> **EXERCISE DETAILS**
Here are some records. Copy each one exactly.

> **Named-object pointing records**
·····
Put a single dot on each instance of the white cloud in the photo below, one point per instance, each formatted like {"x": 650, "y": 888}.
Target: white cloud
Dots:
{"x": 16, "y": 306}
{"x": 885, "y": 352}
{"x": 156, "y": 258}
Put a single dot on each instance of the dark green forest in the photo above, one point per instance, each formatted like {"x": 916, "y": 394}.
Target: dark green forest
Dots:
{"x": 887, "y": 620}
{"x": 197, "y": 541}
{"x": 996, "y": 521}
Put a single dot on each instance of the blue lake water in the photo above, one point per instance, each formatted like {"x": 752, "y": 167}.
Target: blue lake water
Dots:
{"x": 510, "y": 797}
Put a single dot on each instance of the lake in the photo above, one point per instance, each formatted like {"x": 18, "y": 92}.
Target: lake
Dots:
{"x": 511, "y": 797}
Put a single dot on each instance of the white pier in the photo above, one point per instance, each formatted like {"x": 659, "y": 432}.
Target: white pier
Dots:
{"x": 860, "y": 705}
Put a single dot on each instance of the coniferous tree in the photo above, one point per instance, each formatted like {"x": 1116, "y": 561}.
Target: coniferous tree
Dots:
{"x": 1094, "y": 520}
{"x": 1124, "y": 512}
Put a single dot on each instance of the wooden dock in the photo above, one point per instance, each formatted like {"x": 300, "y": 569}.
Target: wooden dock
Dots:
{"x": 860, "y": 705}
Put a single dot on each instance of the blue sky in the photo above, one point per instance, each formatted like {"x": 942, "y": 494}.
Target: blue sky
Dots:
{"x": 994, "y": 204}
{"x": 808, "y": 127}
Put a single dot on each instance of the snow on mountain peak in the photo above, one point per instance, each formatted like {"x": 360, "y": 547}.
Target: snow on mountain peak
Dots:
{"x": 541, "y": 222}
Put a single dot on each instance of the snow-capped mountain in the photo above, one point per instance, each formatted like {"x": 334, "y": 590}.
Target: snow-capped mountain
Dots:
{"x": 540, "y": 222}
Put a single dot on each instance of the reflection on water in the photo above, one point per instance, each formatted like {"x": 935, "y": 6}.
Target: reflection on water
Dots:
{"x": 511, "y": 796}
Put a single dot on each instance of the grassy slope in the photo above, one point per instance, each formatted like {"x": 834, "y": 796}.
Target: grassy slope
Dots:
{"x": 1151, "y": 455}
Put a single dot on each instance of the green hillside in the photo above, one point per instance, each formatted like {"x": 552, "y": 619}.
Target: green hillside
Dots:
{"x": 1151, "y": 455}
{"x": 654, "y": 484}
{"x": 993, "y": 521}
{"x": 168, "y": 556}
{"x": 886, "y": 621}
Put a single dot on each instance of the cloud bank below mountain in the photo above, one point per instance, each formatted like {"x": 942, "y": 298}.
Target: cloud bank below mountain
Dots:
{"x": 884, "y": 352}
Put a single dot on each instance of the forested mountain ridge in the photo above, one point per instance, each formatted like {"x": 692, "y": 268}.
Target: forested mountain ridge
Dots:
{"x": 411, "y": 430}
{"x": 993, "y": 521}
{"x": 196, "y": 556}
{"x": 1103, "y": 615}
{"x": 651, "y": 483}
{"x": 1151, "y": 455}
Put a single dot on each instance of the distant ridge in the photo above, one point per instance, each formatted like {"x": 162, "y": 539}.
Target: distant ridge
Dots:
·····
> **TASK SOLUTION**
Put a single dot on each instance of the white cloud in the photo below, one point per instance, each formatted like {"x": 650, "y": 888}.
Target: white cloud
Dots:
{"x": 16, "y": 306}
{"x": 885, "y": 352}
{"x": 156, "y": 258}
Put a single dot on each instance of the dark green forest in the photo above, one point per instance, each formatted like {"x": 916, "y": 394}.
Target: dark green forest
Dots:
{"x": 887, "y": 620}
{"x": 197, "y": 541}
{"x": 996, "y": 521}
Put a single dot on each instance of the blue lake water in the photo above, one point per instance, each formatted like {"x": 752, "y": 167}.
Target: blue lake water
Dots:
{"x": 510, "y": 797}
Put a single dot on each instance of the lake in the photo above, one point per instance, each formatted like {"x": 18, "y": 92}.
Target: lake
Dots:
{"x": 511, "y": 797}
Put a single dot on each instance of the white pier in the photo above, one point per instance, each formatted like {"x": 659, "y": 432}.
Target: white pier
Dots:
{"x": 860, "y": 705}
Put a single dot on each instance of the coniferous tree in the photo above, one point per instance, each formatted like {"x": 1116, "y": 561}.
Target: coniferous tree
Dots:
{"x": 1094, "y": 520}
{"x": 1124, "y": 512}
Put a single dot on each instance of the wooden dock in the photo above, one point per instance, each formatted like {"x": 300, "y": 569}.
Target: wooden dock
Dots:
{"x": 860, "y": 705}
Put a single dot on each instance of the blue sky in the photo above, one point per instance, each formatted like {"x": 942, "y": 494}.
Target: blue sky
Dots:
{"x": 994, "y": 204}
{"x": 808, "y": 127}
Put a single dot on each instance of the snow on mountain peak in the photo above, one point per instance, each formatted like {"x": 360, "y": 547}.
Target: snow on mountain peak
Dots:
{"x": 541, "y": 222}
Put a single dot on each instance of the snow-capped mountain in the photo above, one point per instance, each formatted like {"x": 334, "y": 590}.
Target: snow-capped mountain
Dots:
{"x": 540, "y": 222}
Put a single dot on each instance of the reflection on water in the photo above, one point per instance, each formatted like {"x": 935, "y": 6}.
Target: reflection on water
Dots:
{"x": 511, "y": 796}
Put a single dot on each instance of the grassy slope in the photo above, one point per instance, each formatted like {"x": 834, "y": 796}.
Target: grassy slope
Dots:
{"x": 1151, "y": 455}
Put a single dot on each instance of the green hillside in the photo above, one point per instance, each formatted like {"x": 552, "y": 619}.
Target: green hillside
Dots:
{"x": 1151, "y": 455}
{"x": 654, "y": 484}
{"x": 993, "y": 521}
{"x": 168, "y": 556}
{"x": 886, "y": 621}
Put a single dot on each instance of the cloud bank below mountain in the photo above, one point per instance, each formatted like {"x": 942, "y": 298}.
Target: cloud bank below mountain
Dots:
{"x": 884, "y": 352}
Put a single dot on each instance of the forested mountain ridge in the photo above, one point per instance, each formatted like {"x": 692, "y": 268}.
Target: forested mountain ridge
Dots:
{"x": 411, "y": 430}
{"x": 993, "y": 521}
{"x": 196, "y": 556}
{"x": 1103, "y": 615}
{"x": 651, "y": 483}
{"x": 1151, "y": 455}
Put a single dot on each instance of the distant ridge in the photo above, one point per instance, each formatted like {"x": 162, "y": 539}.
Target: distant ridge
Dots:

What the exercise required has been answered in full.